[Start of Reading text]

When the hose portion 11 is not integral with the hose 3, the hose portion 
11 is provided at both ends with collars of its own that are adapted to be 
clamped. 
The operation of the pump shown in FIGS. 2 and 3 is as follows. As soon as 
the hose 3 is filled with the pumpable material, a pressure medium is 
supplied to the hollow space 8 via the connecting tube 7. The hose 3 is 
thereby first squeezed at 10, so that subsequent squeezing of the rest of 
the hose is initiated. This squeezing takes place gradually from the 
portion 10 towards the discharge end of the hose. As a result the pumpable 
material is pressed via the portion 11, which is open at that moment and 
functioning as a check device, to a delivery line (not shown) connected to 
the free end of the portion 11. 
As soon as the hose 3 is entirely squeezed, the pressure medium is supplied 
to the hollow space 14, so that the portion 11 is squeezed as well. 
Immediately thereafter the pressure medium is discharged from the hollow 
space 8, so that the hose 3 assumes its original shape and refills with 
the pumpable material. The hose 3 is then squeezed again, at least at the 
weak spot. The weak spot is squeezed entirely or substantially entirely, 
so that the portion 11 is opened. Finally, the pressure medium is 
discharged from the hollow space 14 and the above described cycle starts 
again. 
It is observed that various modifications of the above described pump are 
possible. 
For instance, the cross-section of the check device 11 can correspond to 
the cross-section of the delivery line to be coupled to the pump. Such an 
embodiment is diagrammatically shown in FIGS. 5, 6 and 7f-7h. FIGS. 5 and 
6 diagrammatically show the discharge portion of a pump according to the 
invention similar to FIGS. 2 and 3. Corresponding portions are indicated 
by the same reference numerals provided with an accent. Various 
cross-sections F-H of the check device 11 are shown in FIGS. 7f-7h. The 
dimensions of the cross-sections are smaller than the dimensions of the 
corresponding cross-sections of FIGS. 2 and 3.

[End of Reading text]
[Start of Dataset extract]

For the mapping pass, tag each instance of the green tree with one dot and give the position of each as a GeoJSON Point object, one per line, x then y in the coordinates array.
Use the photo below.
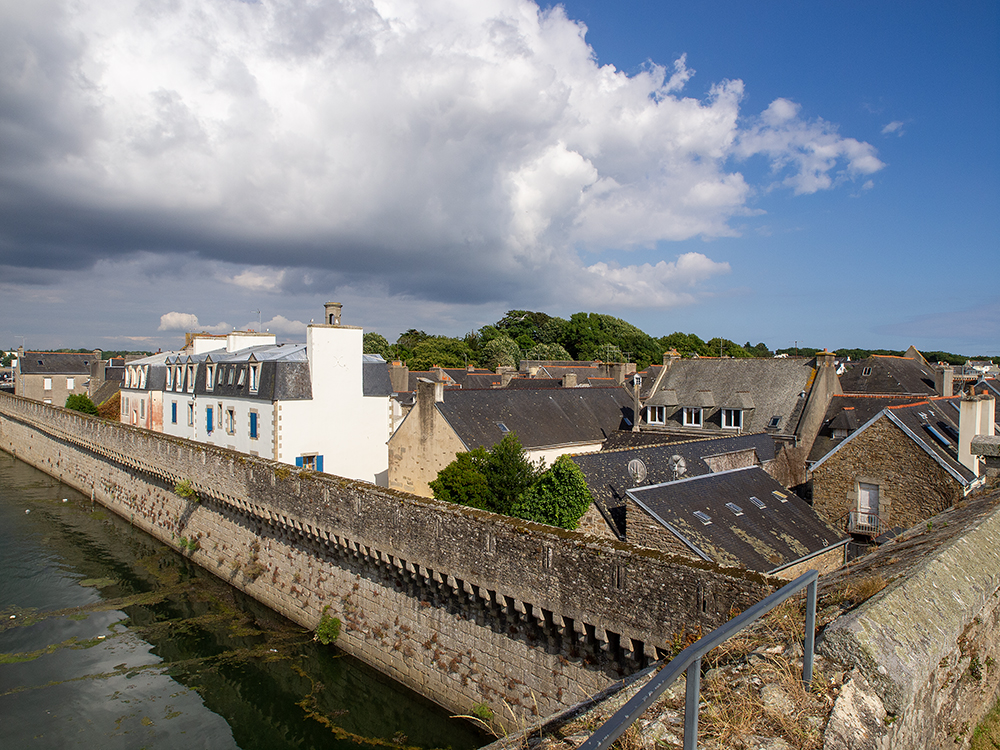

[End of Dataset extract]

**The problem**.
Retype the part of the hose pump text that begins with the words "When the hose" and ends after the words "the portion 11.".

**Response to this exercise**.
When the hose portion 11 is not integral with the hose 3, the hose portion 
11 is provided at both ends with collars of its own that are adapted to be 
clamped. 
The operation of the pump shown in FIGS. 2 and 3 is as follows. As soon as 
the hose 3 is filled with the pumpable material, a pressure medium is 
supplied to the hollow space 8 via the connecting tube 7. The hose 3 is 
thereby first squeezed at 10, so that subsequent squeezing of the rest of 
the hose is initiated. This squeezing takes place gradually from the 
portion 10 towards the discharge end of the hose. As a result the pumpable 
material is pressed via the portion 11, which is open at that moment and 
functioning as a check device, to a delivery line (not shown) connected to 
the free end of the portion 11.